Texte source:
- - -

EN CE MOIS D’AVRIL, alors que le monde entier attend avec impatience que ces jours difficiles se terminent, ma famille et moi passons quasiment tout notre temps à la maison. Comme l’avertissent les autorités, nous ne sortons qu’en cas de besoin nécessaire. Nous essayons de passer ces journées difficiles à la maison de manière saine et fructueuse.
J’ai deux filles de 4 ans et de 9 mois. Nous faisons les devoirs de mon aînée et jouons à des jeux. Les jours où il fait beau, nous descendons dans le jardin du bâtiment. Nous nous promenons en famille autour de la maison. Nous nous efforçons de faire du sport en faisant attention aux normes d’hygiène. Aussi, nous essayons d’apprendre le français avec ma femme.
En fait, nous ne sommes pas étrangers à ces jours de confinement. C’est pourquoi être en quarantaine ne nous semble pas difficile. Avant de venir ici, nous avons été contraints de vivre en Turquie dans des circonstances beaucoup plus ardues. Nous avons vécu ainsi pendant deux ans car nous étions recherchés par la police avec ma femme pour des raisons politiques.
Nous ne sortions pas de la maison pour éviter d’être arrêtés et torturés. Nous obtenions nos besoins de première nécessité de l’épicerie la plus proche dans l’obscurité du soir.
Nous ne pouvions pas travailler, je ne pouvais pas emmener ma fille au parc, nous ne pouvions même pas aller à l’hôpital. Chaque fois que l’on frappait à la porte, nous nous demandions si c’était la police. Ma fille, terrifiée, pleurait à chaque fois parce qu’elle comprenait notre malaise. Nous n’avions plus aucun contact, ni avec ma famille et ni avec mon entourage social. La vie a donc été beaucoup plus difficile pour nous dans le passé qu’aujourd’hui.
Bien que nous vivions de cette façon, nous nous considérions beaucoup plus chanceux que nos amis. La plupart d’entre eux ont été arrêtés, certains torturés et séparés de leurs enfants.

- - -

Pour chaque affirmation, dites si elle concorde avec le texte source en répondant oui ou non, et citez les mots du texte qui tranchent : (a) Avant de venir ici, la famille vivait en Turquie. (b) En Turquie, la famille allait chercher ses provisions le matin. (c) Le couple a vécu caché pendant trois ans.

Entrées de données enregistrées:

- - -

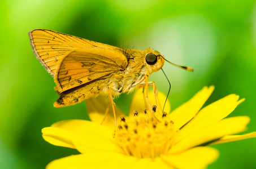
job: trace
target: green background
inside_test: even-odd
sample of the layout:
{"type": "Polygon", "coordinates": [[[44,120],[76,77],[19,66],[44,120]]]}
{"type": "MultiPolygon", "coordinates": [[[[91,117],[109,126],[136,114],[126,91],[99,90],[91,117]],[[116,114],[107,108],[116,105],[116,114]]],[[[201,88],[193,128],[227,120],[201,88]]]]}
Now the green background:
{"type": "MultiPolygon", "coordinates": [[[[150,47],[168,60],[169,100],[174,109],[204,86],[215,90],[207,104],[235,93],[245,97],[230,116],[248,115],[256,131],[255,1],[1,1],[0,168],[44,168],[76,150],[52,145],[41,130],[63,119],[88,119],[84,103],[55,108],[53,78],[37,60],[28,33],[48,29],[114,46],[150,47]]],[[[150,80],[166,93],[161,71],[150,80]]],[[[132,95],[116,100],[125,112],[132,95]]],[[[256,139],[215,145],[209,168],[256,168],[256,139]]]]}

- - -

Réponse:
(a) Oui : « Avant de venir ici, nous avons été contraints de vivre en Turquie dans des circonstances beaucoup plus ardues. »
(b) Non : « Nous obtenions nos besoins de première nécessité de l’épicerie la plus proche dans l’obscurité du soir. »
(c) Non : « Nous avons vécu ainsi pendant deux ans »